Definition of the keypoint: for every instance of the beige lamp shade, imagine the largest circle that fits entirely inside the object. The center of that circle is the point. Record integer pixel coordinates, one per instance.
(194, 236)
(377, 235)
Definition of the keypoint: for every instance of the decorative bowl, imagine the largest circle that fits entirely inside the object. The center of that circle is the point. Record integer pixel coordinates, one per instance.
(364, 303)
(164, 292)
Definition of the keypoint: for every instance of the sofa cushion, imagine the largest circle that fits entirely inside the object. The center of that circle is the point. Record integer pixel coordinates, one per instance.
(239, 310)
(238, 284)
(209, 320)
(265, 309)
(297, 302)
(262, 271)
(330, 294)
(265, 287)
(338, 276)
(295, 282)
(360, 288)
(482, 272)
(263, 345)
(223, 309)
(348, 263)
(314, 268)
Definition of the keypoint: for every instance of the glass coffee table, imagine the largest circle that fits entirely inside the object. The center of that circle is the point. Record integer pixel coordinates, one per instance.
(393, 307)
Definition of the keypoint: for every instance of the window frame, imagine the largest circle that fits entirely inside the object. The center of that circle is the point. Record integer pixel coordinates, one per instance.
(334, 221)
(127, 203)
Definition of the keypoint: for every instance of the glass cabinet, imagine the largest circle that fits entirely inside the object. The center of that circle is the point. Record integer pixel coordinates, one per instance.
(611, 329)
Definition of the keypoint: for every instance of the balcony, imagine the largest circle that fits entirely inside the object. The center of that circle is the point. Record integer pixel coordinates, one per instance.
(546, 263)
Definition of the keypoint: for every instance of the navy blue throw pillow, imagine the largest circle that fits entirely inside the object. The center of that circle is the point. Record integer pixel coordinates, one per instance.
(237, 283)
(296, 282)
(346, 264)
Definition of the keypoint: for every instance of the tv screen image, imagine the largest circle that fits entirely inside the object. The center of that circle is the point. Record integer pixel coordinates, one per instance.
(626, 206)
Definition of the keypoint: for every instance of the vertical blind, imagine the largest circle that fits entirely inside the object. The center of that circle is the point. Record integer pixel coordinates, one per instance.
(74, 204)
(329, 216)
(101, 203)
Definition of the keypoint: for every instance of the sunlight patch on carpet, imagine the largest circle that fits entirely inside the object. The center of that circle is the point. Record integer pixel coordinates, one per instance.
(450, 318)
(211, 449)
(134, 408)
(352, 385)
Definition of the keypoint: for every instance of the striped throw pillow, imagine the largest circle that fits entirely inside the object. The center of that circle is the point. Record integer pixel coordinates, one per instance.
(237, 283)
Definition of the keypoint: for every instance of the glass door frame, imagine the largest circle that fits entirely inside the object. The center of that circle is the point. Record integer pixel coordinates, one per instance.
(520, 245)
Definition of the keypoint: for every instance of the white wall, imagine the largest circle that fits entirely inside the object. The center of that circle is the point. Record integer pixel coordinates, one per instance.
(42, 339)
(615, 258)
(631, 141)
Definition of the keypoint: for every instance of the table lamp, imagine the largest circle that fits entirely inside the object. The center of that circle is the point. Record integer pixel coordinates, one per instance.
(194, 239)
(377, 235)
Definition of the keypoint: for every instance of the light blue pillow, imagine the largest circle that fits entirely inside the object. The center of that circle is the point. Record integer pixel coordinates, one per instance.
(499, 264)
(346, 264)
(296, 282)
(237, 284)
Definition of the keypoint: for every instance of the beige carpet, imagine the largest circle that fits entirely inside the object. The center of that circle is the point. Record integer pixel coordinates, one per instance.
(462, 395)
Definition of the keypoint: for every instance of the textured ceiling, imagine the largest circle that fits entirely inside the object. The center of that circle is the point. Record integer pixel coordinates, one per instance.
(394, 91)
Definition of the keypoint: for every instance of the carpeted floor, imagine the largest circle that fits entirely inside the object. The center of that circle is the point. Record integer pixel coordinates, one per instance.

━━━━━━━━━━━━━━━━━━━━

> _What the exercise asks_
Print the records above exactly as they appear.

> _Output_
Definition of the keypoint: for every instance of the beige lamp shade, imagine the largest circle that fits entirely inside the object. The center of that circle is the point. Record integer pixel coordinates, one per instance.
(194, 236)
(377, 235)
Definition of the keypoint: for every instance of the decorative bowl, imagine the largest circle that fits entirely inside the object. The center of that circle is the point. Record integer pixel coordinates, one per instance.
(364, 303)
(164, 292)
Definition of the keypoint: for every instance of the sofa cushion, imagine the largest circle that fits entirely inside the object. The center of that circle is the point. Record integer pixel coordinates, one per instance.
(239, 310)
(238, 284)
(209, 320)
(265, 309)
(297, 302)
(262, 271)
(330, 294)
(265, 287)
(338, 276)
(295, 282)
(360, 288)
(482, 272)
(263, 345)
(223, 309)
(348, 263)
(314, 268)
Definition of the keypoint: for every instance of the glass coffee table, imagine the largest circle that fits entirely inside the object. The center of that circle is the point. Record integer pixel coordinates, one per instance.
(393, 307)
Definition of the keypoint: for every instance of the window frame, imagine the largest circle that fits entirely inside the object. The center of that circle is the point. Record integer pixel coordinates, one per instance.
(334, 221)
(127, 203)
Definition of the keypoint: for every instance of the glass cabinet, imagine the largest circle that fits entirely inside the object. The center of that circle is the point. Record integer pixel coordinates, one per instance.
(611, 329)
Definition of the keypoint: for every instance of the balcony, imagine the largest circle that fits entirely inside the object. The center of that circle is the point. Record integer pixel coordinates, one per instance.
(546, 263)
Definition of the keypoint: for every instance of the navy blue throw pillow, imagine the largest circle that fits entirely inside the object. The center of that circle is the point. Record integer pixel coordinates, one per instance.
(237, 283)
(296, 282)
(346, 264)
Definition of the keypoint: for every instance of the tv screen image, imagine the largest circle that fits entirely inside the object. The center of that circle is the point. Record integer pixel coordinates, one per instance.
(626, 206)
Definition of the keypoint: for every instance of the vertical blind, imagine the largest circle that fits entirely inside the object. The center of that circle is the point. Record integer pixel coordinates, one per instance.
(74, 204)
(329, 216)
(101, 203)
Definition of the keypoint: for every instance of the sunlight patch on carpet, imagine the largest circle that fits entirely inside the object. The center of that circle is the point. Record integer pixel coordinates, one per instance.
(450, 318)
(211, 449)
(134, 408)
(352, 385)
Definition of the keypoint: for every instance of the striped throw pillow, imagine the largest circle that fits entirely inside the object. The center of that circle is the point. Record integer pixel coordinates, one per instance.
(237, 283)
Definition of the keypoint: for every instance of the glass door frame, imagine the largest circle that fits entirely inside the object. The center of that circle is the point. Record integer pixel coordinates, one per instance.
(520, 245)
Definition of the keypoint: for every instance of the white wall, imagine the largest circle that fits entirely inside the object. The center of that circle is the point. Record integer pixel coordinates, one per instance.
(42, 339)
(615, 258)
(631, 141)
Definition of the keypoint: for every instance of the table lamp, imagine the largest circle that fits entirely inside the object. The center of that circle is the point. Record integer pixel coordinates, one per instance.
(194, 239)
(377, 235)
Definition of the keypoint: for every instance of the light blue pillow, imagine the largest circle that fits entirely inside the object. The center of that circle is the point. Record integer pixel coordinates, one per instance.
(499, 264)
(346, 264)
(296, 282)
(237, 284)
Definition of the keypoint: for every instance of the beige carpet, imagine the largest circle that fits entirely inside the object. The center of that circle is the point. Record integer pixel coordinates, one per instance.
(462, 395)
Definition of the keypoint: for every instance of the textured ceiling, imagine the largest circle that fits entirely inside the object. The center of that circle is the point. Record integer pixel coordinates, one per instance.
(394, 91)
Definition of the keypoint: for every instance of the carpeted floor, imagine the largest circle that fits entirely inside the object. The center of that circle is the point. Record integer pixel coordinates, one per instance.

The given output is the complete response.